Labeling and segmentation records:

* Begin *

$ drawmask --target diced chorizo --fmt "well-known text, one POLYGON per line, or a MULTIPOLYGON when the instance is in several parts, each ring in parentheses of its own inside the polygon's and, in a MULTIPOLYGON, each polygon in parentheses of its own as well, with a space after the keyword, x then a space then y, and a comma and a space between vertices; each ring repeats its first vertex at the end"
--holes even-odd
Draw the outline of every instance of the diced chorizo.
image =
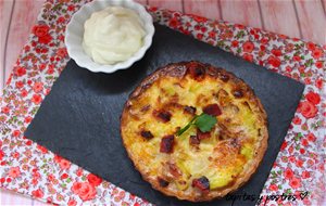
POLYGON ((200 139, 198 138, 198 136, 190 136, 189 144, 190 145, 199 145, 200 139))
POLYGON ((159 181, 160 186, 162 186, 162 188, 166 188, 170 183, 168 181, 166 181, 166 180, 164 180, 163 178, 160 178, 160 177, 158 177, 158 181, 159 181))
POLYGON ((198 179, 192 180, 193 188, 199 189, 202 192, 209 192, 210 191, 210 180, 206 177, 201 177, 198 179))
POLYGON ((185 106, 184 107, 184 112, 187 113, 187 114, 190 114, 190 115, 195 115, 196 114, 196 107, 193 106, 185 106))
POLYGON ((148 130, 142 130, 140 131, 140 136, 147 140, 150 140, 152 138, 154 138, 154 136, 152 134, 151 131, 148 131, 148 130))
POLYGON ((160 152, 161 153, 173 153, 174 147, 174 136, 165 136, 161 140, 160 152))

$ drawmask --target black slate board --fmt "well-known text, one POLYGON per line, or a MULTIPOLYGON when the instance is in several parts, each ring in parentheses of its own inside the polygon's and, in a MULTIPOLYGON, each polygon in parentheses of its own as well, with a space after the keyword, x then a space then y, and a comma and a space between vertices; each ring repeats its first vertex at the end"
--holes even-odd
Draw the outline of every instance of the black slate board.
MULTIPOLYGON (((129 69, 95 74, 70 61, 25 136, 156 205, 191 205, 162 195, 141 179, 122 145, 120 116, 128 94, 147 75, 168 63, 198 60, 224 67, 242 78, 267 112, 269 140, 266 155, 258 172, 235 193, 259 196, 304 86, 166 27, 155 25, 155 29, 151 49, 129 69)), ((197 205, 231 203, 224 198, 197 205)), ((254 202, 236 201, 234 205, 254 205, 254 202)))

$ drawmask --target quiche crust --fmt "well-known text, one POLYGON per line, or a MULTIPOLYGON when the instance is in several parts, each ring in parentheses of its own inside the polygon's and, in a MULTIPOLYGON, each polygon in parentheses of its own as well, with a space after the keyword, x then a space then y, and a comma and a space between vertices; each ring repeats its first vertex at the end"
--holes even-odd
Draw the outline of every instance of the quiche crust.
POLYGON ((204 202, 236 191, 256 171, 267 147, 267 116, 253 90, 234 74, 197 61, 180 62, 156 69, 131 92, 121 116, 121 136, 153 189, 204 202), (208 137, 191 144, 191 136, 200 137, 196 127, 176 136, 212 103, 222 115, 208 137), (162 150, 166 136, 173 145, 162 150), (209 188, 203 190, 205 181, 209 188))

* End *
* Begin *

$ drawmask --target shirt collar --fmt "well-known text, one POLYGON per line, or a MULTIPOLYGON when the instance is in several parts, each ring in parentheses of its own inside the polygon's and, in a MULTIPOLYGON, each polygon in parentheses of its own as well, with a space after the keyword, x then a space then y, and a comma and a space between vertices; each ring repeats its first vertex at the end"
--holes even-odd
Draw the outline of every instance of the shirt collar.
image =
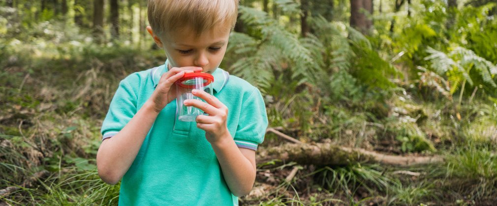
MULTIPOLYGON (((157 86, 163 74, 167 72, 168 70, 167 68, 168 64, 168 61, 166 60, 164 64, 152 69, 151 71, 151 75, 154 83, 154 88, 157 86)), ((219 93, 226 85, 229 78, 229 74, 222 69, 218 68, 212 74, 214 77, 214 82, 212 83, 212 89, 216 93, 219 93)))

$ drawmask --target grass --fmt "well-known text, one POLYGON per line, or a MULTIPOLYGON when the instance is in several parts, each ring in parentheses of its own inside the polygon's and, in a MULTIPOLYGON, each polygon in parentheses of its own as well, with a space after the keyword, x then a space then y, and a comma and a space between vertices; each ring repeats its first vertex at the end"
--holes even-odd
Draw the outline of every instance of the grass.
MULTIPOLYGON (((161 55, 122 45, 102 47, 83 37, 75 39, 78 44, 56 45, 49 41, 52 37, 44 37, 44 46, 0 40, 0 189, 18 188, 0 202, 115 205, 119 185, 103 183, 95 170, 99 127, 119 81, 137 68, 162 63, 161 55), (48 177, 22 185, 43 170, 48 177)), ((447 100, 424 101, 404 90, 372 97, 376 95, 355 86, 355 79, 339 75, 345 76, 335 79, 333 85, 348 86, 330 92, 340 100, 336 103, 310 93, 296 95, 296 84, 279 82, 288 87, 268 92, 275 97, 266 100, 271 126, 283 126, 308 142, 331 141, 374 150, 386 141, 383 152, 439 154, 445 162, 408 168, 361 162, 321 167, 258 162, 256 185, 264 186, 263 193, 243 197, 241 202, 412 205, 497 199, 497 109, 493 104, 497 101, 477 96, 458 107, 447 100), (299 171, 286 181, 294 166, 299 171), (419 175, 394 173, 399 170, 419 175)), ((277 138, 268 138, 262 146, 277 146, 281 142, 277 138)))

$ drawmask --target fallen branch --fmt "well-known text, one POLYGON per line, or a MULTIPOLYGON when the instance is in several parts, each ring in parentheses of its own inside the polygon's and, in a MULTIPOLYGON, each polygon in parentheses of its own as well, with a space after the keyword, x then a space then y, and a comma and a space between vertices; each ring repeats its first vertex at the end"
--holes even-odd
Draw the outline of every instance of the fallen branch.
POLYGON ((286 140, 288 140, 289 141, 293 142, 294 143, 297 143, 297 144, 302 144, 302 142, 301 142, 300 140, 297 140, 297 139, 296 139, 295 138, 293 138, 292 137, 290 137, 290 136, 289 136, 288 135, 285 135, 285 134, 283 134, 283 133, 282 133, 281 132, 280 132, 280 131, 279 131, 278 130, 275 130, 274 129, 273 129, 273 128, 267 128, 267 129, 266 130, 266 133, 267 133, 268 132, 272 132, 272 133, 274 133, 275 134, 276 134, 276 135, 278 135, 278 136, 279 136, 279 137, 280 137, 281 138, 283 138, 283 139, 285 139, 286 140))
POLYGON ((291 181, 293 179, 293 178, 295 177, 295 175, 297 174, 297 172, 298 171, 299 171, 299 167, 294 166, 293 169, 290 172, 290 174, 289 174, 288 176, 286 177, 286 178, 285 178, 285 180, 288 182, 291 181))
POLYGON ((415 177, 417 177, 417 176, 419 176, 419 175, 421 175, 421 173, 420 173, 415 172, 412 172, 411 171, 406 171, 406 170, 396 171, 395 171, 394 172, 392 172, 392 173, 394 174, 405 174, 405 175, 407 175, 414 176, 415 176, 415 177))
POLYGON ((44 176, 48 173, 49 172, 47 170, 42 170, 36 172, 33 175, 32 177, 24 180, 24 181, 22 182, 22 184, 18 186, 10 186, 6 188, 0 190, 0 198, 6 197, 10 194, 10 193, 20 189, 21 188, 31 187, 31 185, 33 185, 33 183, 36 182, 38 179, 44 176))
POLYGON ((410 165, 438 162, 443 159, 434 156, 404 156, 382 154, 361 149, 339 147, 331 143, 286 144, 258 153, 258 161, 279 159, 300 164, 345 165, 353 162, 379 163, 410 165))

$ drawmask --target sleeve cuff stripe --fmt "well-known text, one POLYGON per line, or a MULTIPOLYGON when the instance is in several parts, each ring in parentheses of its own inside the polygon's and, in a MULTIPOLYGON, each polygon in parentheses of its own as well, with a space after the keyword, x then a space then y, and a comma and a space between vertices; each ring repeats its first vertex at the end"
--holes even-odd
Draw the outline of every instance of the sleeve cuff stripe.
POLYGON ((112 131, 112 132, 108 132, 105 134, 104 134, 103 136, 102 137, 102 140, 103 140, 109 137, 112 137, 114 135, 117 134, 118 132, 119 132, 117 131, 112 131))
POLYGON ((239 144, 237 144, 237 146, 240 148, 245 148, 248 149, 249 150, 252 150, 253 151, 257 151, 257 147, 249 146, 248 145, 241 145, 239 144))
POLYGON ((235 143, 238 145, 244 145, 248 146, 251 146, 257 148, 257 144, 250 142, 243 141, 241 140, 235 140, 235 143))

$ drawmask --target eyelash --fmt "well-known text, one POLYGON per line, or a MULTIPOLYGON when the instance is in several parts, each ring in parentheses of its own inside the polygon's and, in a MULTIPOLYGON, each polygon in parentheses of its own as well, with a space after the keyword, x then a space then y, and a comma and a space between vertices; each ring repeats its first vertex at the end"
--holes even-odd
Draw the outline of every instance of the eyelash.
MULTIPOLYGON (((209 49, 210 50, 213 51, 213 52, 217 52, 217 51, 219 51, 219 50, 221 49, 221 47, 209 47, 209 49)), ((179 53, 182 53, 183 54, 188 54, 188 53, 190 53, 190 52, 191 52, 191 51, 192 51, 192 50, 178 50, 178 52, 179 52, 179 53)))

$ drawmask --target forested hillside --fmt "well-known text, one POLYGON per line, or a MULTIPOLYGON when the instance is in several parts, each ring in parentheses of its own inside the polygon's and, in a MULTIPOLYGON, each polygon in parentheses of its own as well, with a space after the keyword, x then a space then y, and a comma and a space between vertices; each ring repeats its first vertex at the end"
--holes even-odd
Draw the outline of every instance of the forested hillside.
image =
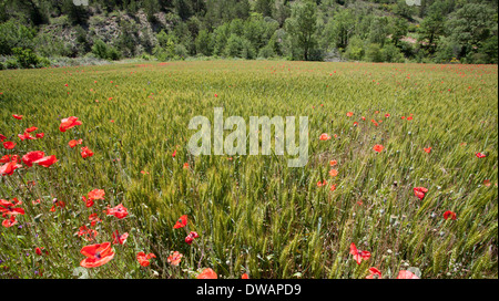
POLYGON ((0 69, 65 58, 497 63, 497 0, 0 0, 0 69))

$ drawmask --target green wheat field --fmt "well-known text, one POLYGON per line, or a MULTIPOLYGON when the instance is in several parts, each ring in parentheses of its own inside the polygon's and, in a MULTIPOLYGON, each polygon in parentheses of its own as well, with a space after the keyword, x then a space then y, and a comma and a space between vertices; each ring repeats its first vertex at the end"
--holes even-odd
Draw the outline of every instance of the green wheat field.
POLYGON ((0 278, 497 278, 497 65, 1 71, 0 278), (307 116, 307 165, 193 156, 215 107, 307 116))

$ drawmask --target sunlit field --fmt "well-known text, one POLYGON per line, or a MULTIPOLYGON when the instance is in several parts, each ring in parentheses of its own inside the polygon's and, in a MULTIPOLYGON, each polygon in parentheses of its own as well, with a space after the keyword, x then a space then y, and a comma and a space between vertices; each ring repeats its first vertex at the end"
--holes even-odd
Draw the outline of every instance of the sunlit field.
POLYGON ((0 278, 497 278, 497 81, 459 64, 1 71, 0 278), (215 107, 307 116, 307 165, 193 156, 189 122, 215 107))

* End *
* Begin *

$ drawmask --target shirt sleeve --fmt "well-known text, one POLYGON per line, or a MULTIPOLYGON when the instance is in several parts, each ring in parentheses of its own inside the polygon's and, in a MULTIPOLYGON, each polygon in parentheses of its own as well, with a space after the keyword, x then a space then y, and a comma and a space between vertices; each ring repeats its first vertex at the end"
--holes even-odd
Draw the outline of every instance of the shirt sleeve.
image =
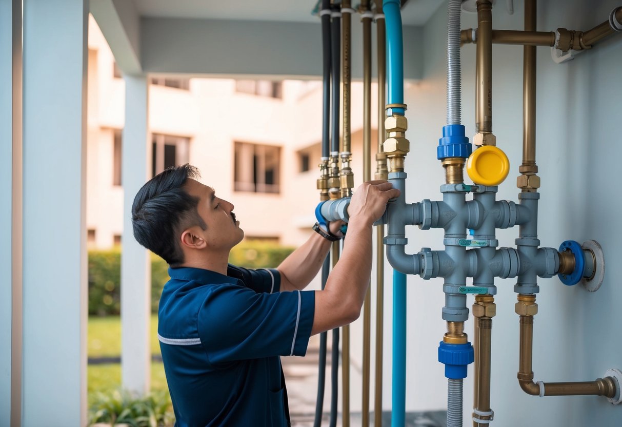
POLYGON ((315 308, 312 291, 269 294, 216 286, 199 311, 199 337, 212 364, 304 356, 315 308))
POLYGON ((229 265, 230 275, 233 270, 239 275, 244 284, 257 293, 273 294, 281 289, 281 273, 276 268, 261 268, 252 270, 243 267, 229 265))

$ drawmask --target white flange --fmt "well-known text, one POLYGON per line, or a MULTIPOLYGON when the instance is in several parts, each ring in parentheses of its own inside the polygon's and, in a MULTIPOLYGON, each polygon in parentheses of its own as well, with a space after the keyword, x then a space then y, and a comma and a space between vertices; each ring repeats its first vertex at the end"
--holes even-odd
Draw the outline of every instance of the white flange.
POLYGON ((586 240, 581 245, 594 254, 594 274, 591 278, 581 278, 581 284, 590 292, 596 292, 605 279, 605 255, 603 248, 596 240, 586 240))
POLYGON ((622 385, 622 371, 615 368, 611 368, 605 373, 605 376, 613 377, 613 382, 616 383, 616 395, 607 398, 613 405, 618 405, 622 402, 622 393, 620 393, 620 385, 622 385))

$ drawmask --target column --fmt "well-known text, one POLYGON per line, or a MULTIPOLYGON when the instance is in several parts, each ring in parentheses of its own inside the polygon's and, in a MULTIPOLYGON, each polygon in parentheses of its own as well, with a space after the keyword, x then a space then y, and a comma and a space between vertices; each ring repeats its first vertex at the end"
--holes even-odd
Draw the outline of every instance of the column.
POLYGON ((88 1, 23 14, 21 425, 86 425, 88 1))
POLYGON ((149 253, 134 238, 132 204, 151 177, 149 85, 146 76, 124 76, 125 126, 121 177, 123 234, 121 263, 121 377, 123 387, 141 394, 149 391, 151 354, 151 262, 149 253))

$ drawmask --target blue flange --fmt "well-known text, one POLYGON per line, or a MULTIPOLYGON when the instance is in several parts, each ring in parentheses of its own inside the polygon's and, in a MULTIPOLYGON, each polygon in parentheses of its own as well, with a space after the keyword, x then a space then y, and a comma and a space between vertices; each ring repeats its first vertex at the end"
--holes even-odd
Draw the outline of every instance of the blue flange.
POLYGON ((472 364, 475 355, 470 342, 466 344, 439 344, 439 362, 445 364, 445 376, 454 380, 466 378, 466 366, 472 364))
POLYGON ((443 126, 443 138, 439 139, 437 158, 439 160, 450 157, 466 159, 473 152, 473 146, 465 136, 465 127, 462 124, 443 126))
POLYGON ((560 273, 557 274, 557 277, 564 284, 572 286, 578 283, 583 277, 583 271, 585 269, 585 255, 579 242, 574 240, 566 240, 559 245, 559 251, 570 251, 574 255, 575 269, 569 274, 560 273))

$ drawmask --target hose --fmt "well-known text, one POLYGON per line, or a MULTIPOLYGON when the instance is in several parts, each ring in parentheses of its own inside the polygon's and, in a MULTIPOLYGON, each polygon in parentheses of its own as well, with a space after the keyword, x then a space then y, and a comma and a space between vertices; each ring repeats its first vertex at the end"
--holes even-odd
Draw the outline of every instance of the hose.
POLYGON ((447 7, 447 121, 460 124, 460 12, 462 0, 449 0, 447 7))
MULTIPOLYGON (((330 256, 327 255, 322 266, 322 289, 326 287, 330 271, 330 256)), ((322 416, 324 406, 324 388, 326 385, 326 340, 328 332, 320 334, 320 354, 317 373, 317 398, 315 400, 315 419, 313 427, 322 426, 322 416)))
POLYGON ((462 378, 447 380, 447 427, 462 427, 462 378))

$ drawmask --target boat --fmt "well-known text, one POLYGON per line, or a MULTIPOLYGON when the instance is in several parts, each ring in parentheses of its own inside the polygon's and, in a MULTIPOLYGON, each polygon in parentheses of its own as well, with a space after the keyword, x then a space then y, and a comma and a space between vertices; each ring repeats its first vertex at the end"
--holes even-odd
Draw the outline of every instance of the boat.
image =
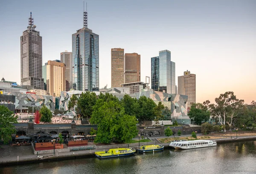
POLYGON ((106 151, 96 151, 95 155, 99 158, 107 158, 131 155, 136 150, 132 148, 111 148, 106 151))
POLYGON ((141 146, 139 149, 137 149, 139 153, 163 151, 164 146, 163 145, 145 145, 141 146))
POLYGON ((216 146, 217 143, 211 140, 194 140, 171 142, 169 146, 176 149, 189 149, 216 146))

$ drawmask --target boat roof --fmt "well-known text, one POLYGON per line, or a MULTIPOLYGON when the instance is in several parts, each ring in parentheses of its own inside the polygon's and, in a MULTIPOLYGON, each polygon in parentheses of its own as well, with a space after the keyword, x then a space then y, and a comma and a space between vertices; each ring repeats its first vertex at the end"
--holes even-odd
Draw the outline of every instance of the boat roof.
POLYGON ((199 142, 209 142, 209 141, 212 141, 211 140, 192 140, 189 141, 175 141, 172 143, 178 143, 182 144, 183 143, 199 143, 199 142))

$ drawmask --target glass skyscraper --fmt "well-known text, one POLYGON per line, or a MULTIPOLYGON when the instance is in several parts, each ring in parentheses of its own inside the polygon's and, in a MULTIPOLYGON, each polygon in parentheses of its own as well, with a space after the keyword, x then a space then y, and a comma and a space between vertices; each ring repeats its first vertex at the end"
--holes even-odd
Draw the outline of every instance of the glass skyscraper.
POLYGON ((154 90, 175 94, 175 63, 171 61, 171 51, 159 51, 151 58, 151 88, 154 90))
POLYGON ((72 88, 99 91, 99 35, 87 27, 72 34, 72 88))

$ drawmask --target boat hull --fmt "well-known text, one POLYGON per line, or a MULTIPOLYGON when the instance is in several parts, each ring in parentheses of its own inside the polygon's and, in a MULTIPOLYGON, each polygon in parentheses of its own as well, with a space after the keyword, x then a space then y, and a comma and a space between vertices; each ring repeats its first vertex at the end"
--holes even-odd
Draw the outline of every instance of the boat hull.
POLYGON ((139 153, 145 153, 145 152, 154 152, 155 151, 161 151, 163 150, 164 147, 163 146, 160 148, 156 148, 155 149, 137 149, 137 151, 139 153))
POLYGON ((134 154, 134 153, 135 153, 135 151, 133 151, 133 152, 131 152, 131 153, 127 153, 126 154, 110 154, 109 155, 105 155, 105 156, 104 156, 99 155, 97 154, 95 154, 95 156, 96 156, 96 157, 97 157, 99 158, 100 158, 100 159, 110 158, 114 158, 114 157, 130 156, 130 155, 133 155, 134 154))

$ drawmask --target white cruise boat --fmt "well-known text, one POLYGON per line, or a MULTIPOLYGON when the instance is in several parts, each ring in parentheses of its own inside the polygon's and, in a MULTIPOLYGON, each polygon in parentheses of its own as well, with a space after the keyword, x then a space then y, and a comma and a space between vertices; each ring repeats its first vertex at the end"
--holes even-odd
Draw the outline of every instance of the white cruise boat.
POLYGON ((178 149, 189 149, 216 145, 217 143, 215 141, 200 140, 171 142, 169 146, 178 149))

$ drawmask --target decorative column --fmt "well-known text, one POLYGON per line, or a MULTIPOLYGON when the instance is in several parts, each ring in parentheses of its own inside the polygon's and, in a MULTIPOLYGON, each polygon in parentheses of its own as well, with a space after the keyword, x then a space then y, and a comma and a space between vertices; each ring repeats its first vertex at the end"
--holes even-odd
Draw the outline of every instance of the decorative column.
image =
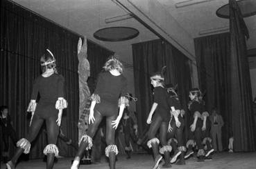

* End *

§ SET EXERCISE
Recast everything from the line containing "drawmask --target blue" down to the line containing "POLYGON ((560 273, 557" as a two-column CSV with the headers input and output. Give one row per record, putting its text and its answer each in a single quoted field with line breaks turned into spaces.

§ COMPLETED TASK
input,output
"$ drawmask --target blue flange --fmt ""well-known text, one POLYGON per line, or a MULTIPOLYGON when the instance is in several parts, each ring in parentheses of its own inside the polygon's and, in a MULTIPOLYGON, each polygon in parentheses of its own as well, with a space after the keyword, x then a space then y, and a comma and a space between vertices; each ring repeats its first vertex at the end"" --holes even-odd Draw the outline of every instance of the blue flange.","POLYGON ((472 364, 475 355, 470 342, 466 344, 439 344, 439 362, 445 364, 445 376, 454 380, 466 378, 466 366, 472 364)) POLYGON ((443 126, 443 138, 439 139, 437 158, 439 160, 450 157, 466 159, 473 152, 473 146, 465 136, 465 127, 462 124, 443 126)) POLYGON ((560 273, 557 274, 557 277, 564 284, 572 286, 578 283, 583 277, 583 271, 585 269, 585 255, 579 242, 574 240, 566 240, 559 245, 559 251, 570 251, 574 255, 575 269, 569 274, 560 273))"